**AVAILABLE DATA**.
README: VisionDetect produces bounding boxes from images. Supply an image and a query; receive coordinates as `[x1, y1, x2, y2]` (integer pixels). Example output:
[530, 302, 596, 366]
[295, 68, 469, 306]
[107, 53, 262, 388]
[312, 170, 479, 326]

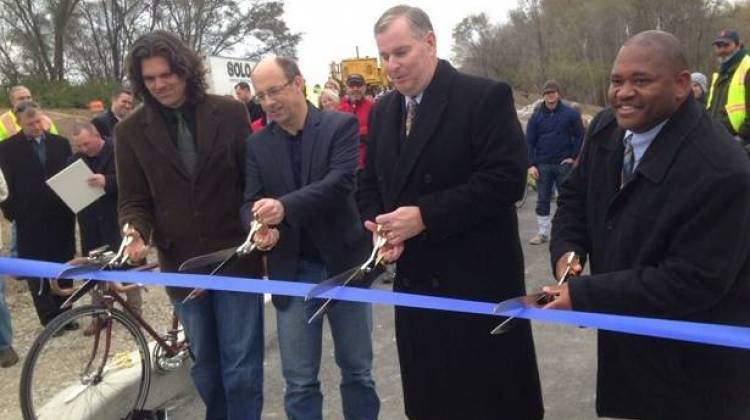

**DIRECTIONS FOR THIS TASK**. Can you repeat every one of the lines above word for word, leaving the picture out of your reply?

**CORRECT OUTPUT**.
README: VisionDetect produces bounding boxes from images. Supply an image and a query; receive coordinates as `[x1, y1, x2, y2]` (integer pixels). Example output:
[530, 302, 596, 366]
[295, 68, 469, 306]
[107, 53, 262, 388]
[312, 170, 479, 326]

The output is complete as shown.